[begin INPUT MATERIAL]

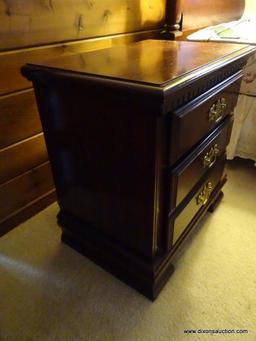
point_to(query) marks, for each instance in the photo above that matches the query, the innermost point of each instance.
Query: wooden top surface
(154, 62)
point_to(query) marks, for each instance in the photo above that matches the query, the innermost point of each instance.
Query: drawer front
(195, 120)
(178, 225)
(197, 164)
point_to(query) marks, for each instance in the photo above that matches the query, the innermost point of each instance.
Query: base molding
(148, 276)
(137, 272)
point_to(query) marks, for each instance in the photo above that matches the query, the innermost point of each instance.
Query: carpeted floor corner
(48, 292)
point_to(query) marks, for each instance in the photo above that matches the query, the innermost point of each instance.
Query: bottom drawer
(178, 223)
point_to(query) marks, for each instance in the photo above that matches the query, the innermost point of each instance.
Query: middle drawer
(186, 175)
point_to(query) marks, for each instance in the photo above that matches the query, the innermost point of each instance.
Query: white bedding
(243, 136)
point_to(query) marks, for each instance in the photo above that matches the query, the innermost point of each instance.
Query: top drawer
(196, 119)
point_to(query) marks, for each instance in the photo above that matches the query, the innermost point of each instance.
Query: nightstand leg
(216, 202)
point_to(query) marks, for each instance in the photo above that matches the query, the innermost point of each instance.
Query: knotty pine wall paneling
(32, 31)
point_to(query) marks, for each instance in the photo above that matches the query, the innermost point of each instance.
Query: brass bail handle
(217, 110)
(211, 157)
(203, 196)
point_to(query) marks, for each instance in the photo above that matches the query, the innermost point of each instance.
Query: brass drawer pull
(211, 157)
(217, 110)
(203, 196)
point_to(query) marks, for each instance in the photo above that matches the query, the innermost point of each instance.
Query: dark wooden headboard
(202, 13)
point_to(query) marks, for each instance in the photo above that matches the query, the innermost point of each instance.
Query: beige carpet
(50, 292)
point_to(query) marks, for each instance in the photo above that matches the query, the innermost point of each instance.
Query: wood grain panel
(12, 61)
(20, 157)
(19, 117)
(27, 211)
(23, 189)
(28, 23)
(202, 13)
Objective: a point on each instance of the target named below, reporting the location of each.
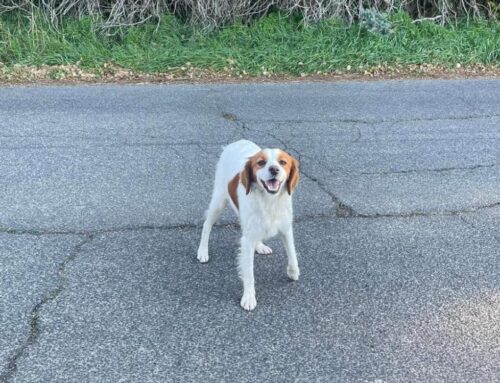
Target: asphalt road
(103, 190)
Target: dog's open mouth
(272, 186)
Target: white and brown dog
(258, 183)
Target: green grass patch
(275, 44)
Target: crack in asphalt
(35, 330)
(377, 121)
(118, 145)
(436, 170)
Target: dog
(258, 184)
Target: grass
(274, 45)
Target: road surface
(397, 230)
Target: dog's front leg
(293, 266)
(247, 250)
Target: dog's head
(270, 170)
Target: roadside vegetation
(38, 44)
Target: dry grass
(211, 13)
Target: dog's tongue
(272, 185)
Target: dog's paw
(293, 272)
(202, 255)
(248, 301)
(263, 249)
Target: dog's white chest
(265, 217)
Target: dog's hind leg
(217, 205)
(263, 249)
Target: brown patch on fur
(232, 188)
(251, 167)
(292, 169)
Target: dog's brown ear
(293, 176)
(247, 176)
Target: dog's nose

[end INPUT MATERIAL]

WHAT TO DO — Word for word, restate the lines from the one containing "Objective: a point" through the end of the listing, and nothing more. Skip the pictures.

ANSWER —
Objective: a point on each instance of the target named below, reporting the location of each.
Target: asphalt road
(103, 190)
Target: dog's open mouth
(272, 186)
Target: white and brown dog
(258, 183)
Target: green grass patch
(275, 44)
Target: crack in asphalt
(35, 330)
(377, 121)
(118, 145)
(436, 170)
Target: dog
(258, 184)
Target: grass
(274, 45)
Target: road surface
(397, 230)
Target: dog's front leg
(293, 266)
(247, 250)
Target: dog's head
(270, 170)
Target: roadside vegetation
(38, 44)
Target: dry grass
(211, 13)
Target: dog's tongue
(272, 185)
Target: dog's paw
(293, 272)
(202, 255)
(248, 301)
(263, 249)
Target: dog's white chest
(265, 217)
Target: dog's hind leg
(217, 205)
(263, 249)
Target: brown patch on fur
(232, 188)
(251, 167)
(292, 169)
Target: dog's brown ear
(293, 176)
(247, 176)
Target: dog's nose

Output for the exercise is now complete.